Many standing next to bristlecone pine tree at the side of a trail
Jon, worn out by the altitude, takes a rest

Bristlecones can lose 90% of their bark and keep growing with just a narrow bark strip connecting live limbs and roots. The trees spread out in their environment instead of crowding close together. This leaves a natural firebreak that can limit the spread of wildfires.

Ancient bristlecone pine tree
Barren land across the dirt road

I would have thought some of these ancient trees were ready to topple over when I saw their exposed roots. Not so. Scientists estimate the average rate of erosion in the Discovery Grove is one foot of soil loss per one thousand years. The exposed roots do make the trees susceptible to disease and insect infestation, so that is a factor in the trees’ lifespan.

Ancient bristlecone pine trees
Bristlecones in battle? Or are they dancing?

This is another place where the Pacific and North American plates created mountains that tower above the valley floors. Through the folding, faulting, and uplifting action of the plates, the bottom of an ocean rose over 10,000 feet to create the White Mountains. Standing at 10,000 feet above sea level, it’s hard to believe the ground on which we stood was once below sea level. Of course, this took hundreds of thousands of years, but the forces needed to achieve such a feat are hard to comprehend.

■ **Exercise**: Reproduce word for word the stretch of the bristlecone pine passage from "Bristlecones can lose" through "spread of wildfires.".

■ **Available data**:
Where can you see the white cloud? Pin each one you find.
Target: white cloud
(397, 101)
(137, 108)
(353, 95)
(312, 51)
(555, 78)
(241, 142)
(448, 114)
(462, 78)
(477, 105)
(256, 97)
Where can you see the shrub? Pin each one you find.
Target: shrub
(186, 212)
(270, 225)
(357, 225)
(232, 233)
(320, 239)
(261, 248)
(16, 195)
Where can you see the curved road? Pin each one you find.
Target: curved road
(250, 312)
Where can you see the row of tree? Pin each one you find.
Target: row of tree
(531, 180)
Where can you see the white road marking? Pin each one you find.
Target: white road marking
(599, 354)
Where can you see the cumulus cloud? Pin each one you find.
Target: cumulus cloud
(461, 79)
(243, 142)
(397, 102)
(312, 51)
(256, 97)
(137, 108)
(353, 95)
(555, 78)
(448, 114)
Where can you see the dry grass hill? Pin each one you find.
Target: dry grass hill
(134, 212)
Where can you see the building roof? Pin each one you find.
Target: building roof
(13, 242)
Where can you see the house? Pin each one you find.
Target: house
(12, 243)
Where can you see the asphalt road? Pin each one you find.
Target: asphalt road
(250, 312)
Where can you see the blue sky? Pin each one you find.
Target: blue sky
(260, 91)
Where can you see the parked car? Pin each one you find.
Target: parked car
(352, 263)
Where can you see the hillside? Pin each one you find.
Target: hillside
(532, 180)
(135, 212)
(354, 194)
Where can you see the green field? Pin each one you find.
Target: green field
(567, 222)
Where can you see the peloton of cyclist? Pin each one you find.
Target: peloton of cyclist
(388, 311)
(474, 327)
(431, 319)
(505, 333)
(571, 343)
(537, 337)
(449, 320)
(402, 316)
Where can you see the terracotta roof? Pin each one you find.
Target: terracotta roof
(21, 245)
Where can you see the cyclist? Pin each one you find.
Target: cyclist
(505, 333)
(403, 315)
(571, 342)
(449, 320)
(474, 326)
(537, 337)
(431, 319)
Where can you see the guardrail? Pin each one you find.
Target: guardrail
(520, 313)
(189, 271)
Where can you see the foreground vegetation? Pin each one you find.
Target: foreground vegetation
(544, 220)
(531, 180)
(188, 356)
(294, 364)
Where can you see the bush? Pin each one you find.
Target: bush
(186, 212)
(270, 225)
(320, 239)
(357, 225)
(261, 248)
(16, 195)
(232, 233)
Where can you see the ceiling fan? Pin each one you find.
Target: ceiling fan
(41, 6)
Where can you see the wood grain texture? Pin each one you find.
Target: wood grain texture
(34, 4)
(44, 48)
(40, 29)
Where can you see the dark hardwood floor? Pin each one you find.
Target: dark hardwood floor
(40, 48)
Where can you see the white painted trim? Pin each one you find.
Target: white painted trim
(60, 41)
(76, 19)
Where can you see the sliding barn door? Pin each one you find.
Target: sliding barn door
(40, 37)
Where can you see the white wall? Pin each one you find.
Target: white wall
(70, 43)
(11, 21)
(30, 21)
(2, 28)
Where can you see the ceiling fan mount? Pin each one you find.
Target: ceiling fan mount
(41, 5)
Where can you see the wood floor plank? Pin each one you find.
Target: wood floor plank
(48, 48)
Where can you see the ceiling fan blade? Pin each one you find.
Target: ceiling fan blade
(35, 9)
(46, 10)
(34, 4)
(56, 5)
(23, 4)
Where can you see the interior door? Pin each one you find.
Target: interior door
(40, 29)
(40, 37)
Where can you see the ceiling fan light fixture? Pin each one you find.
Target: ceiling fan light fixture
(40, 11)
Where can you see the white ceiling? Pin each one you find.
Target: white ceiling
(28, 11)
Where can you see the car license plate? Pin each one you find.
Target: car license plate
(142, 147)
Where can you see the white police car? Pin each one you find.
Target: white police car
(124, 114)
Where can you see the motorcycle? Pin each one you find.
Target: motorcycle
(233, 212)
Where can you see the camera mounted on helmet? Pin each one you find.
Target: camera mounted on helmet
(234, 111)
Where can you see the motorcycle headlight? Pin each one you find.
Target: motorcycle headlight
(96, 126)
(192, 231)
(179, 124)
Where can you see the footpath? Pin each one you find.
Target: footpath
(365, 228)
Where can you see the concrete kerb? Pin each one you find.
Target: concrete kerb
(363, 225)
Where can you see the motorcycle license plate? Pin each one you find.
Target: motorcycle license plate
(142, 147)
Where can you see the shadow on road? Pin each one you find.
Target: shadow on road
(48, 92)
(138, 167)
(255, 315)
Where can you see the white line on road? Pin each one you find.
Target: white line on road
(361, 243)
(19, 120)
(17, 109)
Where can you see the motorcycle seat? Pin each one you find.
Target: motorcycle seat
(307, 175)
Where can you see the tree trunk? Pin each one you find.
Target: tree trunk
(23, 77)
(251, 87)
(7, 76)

■ **Reply to the exercise**:
Bristlecones can lose 90% of their bark and keep growing with just a narrow bark strip connecting live limbs and roots. The trees spread out in their environment instead of crowding close together. This leaves a natural firebreak that can limit the spread of wildfires.